====== Document excerpt

Wednesday, February 20, 2013
Their shit doesn't stink
It powers their machinery. They being various companies and utilities in Europe that are producing their own electricity and gas from food waste and sewage.
Sewage-derived power supplies 22 percent of Severn Trent’s energy, almost double that of 2005. At United Utilities, it’s 14 percent. British utilities are shifting fecal matter to vats of bacteria that consume the waste, releasing biogas that’s burned to drive water treatment. The result is lower energy bills and surplus power sent to the grid that heat more U.K. tea kettles.An elegant solution to recycling. Take a shit in the morning and heat your home with it that night.
Water businesses in Britain aren’t the only ones finding value in waste. Companies in Europe and China are turning more to biogas to counter fossil-fuel costs and energy price volatility. Microsoft Corp., the largest software maker, uses effluents to help power a data center in Wyoming. Skiers in northern Arizona speed down slopes on artificial snow made entirely from treated wastewater.
“We live in a resource-constrained world, we’re going to have to squeeze more and more out of our waste,” said Christopher Gasson, the publisher of Global Water Intelligence in Oxford, England. Sewage sludge “smells like money to an increasing number of entrepreneurs.”
Some investors in Europe see an opportunity in such a market. Last year, Bayerische Motoren Werke AG heiress Susanne Klatten, Germany’s wealthiest woman, bought 20 percent of Paques BV, a Dutch biogas technology business.
There are about 2,250 facilities in Europe now using sewage sludge to produce biogas that can generate power, according to the European Biogas Association.
Germany and Switzerland have the highest concentration with 980 and 463. The U.K. and Sweden have at least 100 each.

============
====== Supplied data

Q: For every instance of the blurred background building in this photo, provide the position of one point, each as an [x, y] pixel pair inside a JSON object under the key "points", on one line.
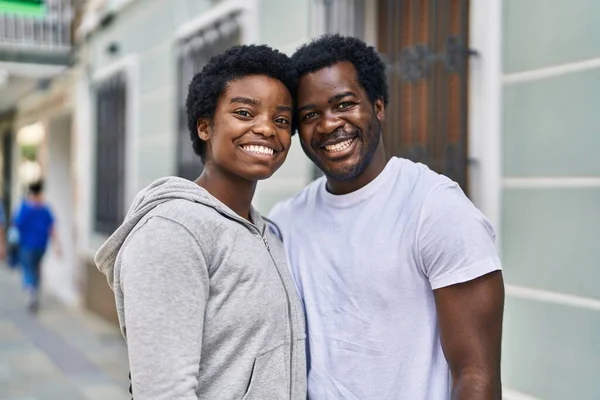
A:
{"points": [[500, 95]]}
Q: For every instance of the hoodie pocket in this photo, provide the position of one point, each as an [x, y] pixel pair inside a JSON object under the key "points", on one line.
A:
{"points": [[268, 380]]}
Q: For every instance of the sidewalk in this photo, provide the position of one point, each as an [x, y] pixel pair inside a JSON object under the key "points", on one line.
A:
{"points": [[58, 354]]}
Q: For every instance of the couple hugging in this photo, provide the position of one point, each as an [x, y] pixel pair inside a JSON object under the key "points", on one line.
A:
{"points": [[380, 280]]}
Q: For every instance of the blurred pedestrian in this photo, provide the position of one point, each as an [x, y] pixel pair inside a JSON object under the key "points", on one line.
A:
{"points": [[3, 246], [204, 296], [34, 222]]}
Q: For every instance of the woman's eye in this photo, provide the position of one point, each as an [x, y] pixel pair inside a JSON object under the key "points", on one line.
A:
{"points": [[243, 113]]}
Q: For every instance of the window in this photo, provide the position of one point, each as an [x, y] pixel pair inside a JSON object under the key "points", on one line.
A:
{"points": [[109, 210], [423, 43], [424, 46], [194, 53]]}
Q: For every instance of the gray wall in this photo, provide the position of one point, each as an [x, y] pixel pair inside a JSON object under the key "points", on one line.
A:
{"points": [[551, 227]]}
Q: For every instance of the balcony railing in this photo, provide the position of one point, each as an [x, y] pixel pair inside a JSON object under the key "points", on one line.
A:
{"points": [[31, 36]]}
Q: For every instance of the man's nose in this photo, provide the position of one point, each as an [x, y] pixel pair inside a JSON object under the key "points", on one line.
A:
{"points": [[330, 123]]}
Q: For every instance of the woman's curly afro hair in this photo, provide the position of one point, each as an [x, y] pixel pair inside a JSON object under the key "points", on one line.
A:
{"points": [[328, 50], [235, 63]]}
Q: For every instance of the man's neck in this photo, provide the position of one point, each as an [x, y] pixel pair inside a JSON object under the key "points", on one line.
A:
{"points": [[235, 193], [375, 167]]}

============

> Your tasks
**A)** In the piece on sewage-derived energy, restate the passage starting with "Water businesses in" and going on through "biogas technology business.", swapping "Wyoming" for "Nevada".
**B)** List every country that the sewage-energy piece gives a figure for when counting facilities that produce biogas from sewage sludge, along with that figure.

> Answers by item number
**A)**
Water businesses in Britain aren’t the only ones finding value in waste. Companies in Europe and China are turning more to biogas to counter fossil-fuel costs and energy price volatility. Microsoft Corp., the largest software maker, uses effluents to help power a data center in Nevada. Skiers in northern Arizona speed down slopes on artificial snow made entirely from treated wastewater.
“We live in a resource-constrained world, we’re going to have to squeeze more and more out of our waste,” said Christopher Gasson, the publisher of Global Water Intelligence in Oxford, England. Sewage sludge “smells like money to an increasing number of entrepreneurs.”
Some investors in Europe see an opportunity in such a market. Last year, Bayerische Motoren Werke AG heiress Susanne Klatten, Germany’s wealthiest woman, bought 20 percent of Paques BV, a Dutch biogas technology business.

**B)**
- Germany: 980
- Switzerland: 463
- The U.K.: at least 100
- Sweden: at least 100